* ARTICLE
Originally Posted by *elmh23* 
Have you looked into the Goodnights? I know they come in smaller sizes but I have no idea about latex. Good luck.

They're the same brand as the regular pull-ups, so I'm 99% sure they have latex in the stretchy side parts. Most of them do unfortunately.


----------



## tankgirl73 (Jun 10, 2007)

Have you considered some night-time pottying? If you get nighttime pees in the potty instead of the diaper, then you don't have to worry about finding a more absorbent one. It's also worth doublechecking if he's not just peeing when he wakes up in the morning -- it's not uncommon for babies to actually be dry all night, but because they pee right when they wake up we only ever are aware of the wet diaper. If they wake up at night (for instance, wake up a bit, shuffle, fidget, settle back to sleep) they're more likely to pee then, rather than actually "in their sleep" (which is actually fairly rare, you usually have to be at least somewhat aroused from sleep in order to pee).

If you can manage to catch those slightly wakeful pees, it can save a lot of diapers. And wet blankets.


----------



## ShyDaisi (Jan 22, 2007)

Huggies makes an night time diaper (Huggies Overnites) that is supposedly more absorbant. I don't have any experience as I used cloth, but my babysitter uses them for her son -- she swears by them.


----------



## RollerCoasterMama (Jul 22, 2008)

Quote:


Originally Posted by *tankgirl73* 
Have you considered some night-time pottying? If you get nighttime pees in the potty instead of the diaper, then you don't have to worry about finding a more absorbent one. It's also worth doublechecking if he's not just peeing when he wakes up in the morning -- it's not uncommon for babies to actually be dry all night, but because they pee right when they wake up we only ever are aware of the wet diaper. If they wake up at night (for instance, wake up a bit, shuffle, fidget, settle back to sleep) they're more likely to pee then, rather than actually "in their sleep" (which is actually fairly rare, you usually have to be at least somewhat aroused from sleep in order to pee).

If you can manage to catch those slightly wakeful pees, it can save a lot of diapers. And wet blankets.









It is first thing in the morning. Unfortunately, he wakes up before me usually! When he's more adept at pottying I will absolutely direct him to a potty. Right now it's still a new thing that doesn't usually end up with anything productive. (I'm trying to go with his cues and at his pace.)

* WHAT THE TASK REQUIRES
In the forum thread above, what is the name of the Huggies night-time diaper that ShyDaisi says is supposedly more absorbent?

* DATASET RECORDS

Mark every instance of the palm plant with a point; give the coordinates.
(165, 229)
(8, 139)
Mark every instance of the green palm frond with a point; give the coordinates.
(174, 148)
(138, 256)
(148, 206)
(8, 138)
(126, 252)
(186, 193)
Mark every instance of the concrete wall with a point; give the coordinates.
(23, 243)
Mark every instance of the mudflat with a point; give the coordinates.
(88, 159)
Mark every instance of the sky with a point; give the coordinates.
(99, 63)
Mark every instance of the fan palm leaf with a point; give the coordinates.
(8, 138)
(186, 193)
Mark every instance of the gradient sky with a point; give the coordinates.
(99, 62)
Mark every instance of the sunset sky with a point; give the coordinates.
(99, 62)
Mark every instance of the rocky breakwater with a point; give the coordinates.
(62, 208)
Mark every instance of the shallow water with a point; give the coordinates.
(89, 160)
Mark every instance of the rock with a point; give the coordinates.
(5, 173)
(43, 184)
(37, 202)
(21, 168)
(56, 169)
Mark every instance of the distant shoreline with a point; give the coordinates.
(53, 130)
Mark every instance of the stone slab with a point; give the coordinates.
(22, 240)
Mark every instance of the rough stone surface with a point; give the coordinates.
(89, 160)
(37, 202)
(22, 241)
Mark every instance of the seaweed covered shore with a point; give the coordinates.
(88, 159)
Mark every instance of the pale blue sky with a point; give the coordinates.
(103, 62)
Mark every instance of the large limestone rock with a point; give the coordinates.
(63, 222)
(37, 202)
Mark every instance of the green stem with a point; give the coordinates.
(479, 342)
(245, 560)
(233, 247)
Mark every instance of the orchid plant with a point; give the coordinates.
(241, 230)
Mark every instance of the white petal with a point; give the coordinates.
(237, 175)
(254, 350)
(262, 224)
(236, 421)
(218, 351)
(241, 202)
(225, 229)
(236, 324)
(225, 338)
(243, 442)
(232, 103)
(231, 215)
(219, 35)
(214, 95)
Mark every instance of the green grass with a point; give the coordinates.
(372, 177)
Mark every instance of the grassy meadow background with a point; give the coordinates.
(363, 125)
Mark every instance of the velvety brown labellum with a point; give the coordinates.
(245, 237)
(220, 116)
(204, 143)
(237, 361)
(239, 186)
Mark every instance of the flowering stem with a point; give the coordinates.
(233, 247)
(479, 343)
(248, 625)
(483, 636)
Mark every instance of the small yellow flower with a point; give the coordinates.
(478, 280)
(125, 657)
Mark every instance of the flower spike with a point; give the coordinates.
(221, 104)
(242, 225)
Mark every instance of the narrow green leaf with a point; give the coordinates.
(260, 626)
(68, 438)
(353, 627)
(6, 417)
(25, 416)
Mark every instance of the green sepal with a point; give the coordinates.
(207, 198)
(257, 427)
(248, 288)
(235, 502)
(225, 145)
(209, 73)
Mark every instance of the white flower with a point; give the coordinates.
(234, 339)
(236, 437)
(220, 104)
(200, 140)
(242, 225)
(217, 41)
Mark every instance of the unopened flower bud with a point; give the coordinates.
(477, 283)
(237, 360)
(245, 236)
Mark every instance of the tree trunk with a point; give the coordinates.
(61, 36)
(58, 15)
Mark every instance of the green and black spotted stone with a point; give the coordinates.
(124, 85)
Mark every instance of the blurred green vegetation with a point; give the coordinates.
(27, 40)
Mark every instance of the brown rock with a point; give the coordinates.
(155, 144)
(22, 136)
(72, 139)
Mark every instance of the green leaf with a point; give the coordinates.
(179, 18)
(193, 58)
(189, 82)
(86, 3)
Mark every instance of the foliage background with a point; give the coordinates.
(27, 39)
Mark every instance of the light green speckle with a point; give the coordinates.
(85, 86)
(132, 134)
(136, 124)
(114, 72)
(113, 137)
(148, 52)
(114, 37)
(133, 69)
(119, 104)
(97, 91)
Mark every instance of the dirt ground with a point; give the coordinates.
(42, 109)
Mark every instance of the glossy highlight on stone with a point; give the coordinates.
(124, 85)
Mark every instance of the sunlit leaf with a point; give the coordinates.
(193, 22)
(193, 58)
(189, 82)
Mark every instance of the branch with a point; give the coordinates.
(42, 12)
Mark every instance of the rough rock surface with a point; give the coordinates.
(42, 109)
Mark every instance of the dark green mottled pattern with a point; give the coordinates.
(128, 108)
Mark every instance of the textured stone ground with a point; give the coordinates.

* EXPECTED ANSWER
Huggies Overnites